- Opening Delimiter -

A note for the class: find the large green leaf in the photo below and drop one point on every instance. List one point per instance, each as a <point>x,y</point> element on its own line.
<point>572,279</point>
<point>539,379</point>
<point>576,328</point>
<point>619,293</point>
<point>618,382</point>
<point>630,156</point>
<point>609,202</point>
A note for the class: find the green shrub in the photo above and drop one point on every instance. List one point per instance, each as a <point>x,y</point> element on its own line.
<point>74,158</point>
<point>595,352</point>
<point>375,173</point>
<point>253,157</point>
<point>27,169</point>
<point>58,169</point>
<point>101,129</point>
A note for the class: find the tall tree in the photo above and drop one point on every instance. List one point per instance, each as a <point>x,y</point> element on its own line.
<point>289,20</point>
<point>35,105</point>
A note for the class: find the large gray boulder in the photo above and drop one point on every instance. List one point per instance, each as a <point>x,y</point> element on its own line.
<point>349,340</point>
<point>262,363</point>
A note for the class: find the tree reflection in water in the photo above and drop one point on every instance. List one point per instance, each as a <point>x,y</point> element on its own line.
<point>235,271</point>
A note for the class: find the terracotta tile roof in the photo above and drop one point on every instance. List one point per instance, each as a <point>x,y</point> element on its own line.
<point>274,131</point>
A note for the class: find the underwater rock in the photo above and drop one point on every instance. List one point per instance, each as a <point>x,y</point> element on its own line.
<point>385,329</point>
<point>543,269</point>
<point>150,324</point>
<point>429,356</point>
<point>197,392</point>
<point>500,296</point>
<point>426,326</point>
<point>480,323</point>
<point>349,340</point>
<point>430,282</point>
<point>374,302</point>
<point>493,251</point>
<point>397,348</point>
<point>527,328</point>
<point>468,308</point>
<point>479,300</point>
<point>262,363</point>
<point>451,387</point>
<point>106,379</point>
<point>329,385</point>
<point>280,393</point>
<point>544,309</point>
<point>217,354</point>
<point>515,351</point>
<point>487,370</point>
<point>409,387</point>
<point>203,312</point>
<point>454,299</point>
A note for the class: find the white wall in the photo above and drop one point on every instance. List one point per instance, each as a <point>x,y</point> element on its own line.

- Closing Delimiter -

Task details: Repeat each record exactly. Omit nothing.

Exercise answer:
A note for the class: find the large green leaf in the photo below and drop one point on every instance. List one point per instance, each as a <point>x,y</point> element on its own line.
<point>572,279</point>
<point>539,379</point>
<point>576,328</point>
<point>619,293</point>
<point>618,382</point>
<point>630,156</point>
<point>609,202</point>
A note for the class: find the green shrub in the photo above and drop one point on every instance. List one point per instance, each as a <point>x,y</point> element on its own line.
<point>74,158</point>
<point>595,352</point>
<point>375,173</point>
<point>253,157</point>
<point>27,169</point>
<point>58,169</point>
<point>101,129</point>
A note for the class: find the tall tree in the photo above and drop one point on every instance. List one point per instance, each as a <point>x,y</point> element on its own line.
<point>289,20</point>
<point>35,105</point>
A note for the class: find the large gray boulder in the photo above and drop one point on every instance. List one point per instance, each as a <point>x,y</point> element on its own line.
<point>349,340</point>
<point>262,363</point>
A note for the class: find the tree reflection in water in the photo above and drop one point on every instance. List one point per instance, each as a <point>x,y</point> element on its own line.
<point>235,271</point>
A note for the class: find the terracotta tile roof in the photo above and drop one point on every instance. List one point per instance, each as a <point>x,y</point> element on its own line.
<point>274,131</point>
A note for the class: find the underwater rock in the photo above and drop one point on every instance. List one point per instance, each as a <point>x,y</point> element on its own line.
<point>385,329</point>
<point>543,269</point>
<point>150,324</point>
<point>429,356</point>
<point>197,392</point>
<point>500,296</point>
<point>426,326</point>
<point>480,323</point>
<point>349,340</point>
<point>430,282</point>
<point>374,302</point>
<point>493,251</point>
<point>397,348</point>
<point>527,328</point>
<point>468,308</point>
<point>479,300</point>
<point>262,363</point>
<point>451,387</point>
<point>106,379</point>
<point>329,385</point>
<point>280,393</point>
<point>544,309</point>
<point>217,354</point>
<point>515,351</point>
<point>487,370</point>
<point>409,387</point>
<point>203,312</point>
<point>454,299</point>
A note for the class: find the white wall in the photo above and drop one point on every instance. List one point per instance, each as a <point>x,y</point> element on its own line.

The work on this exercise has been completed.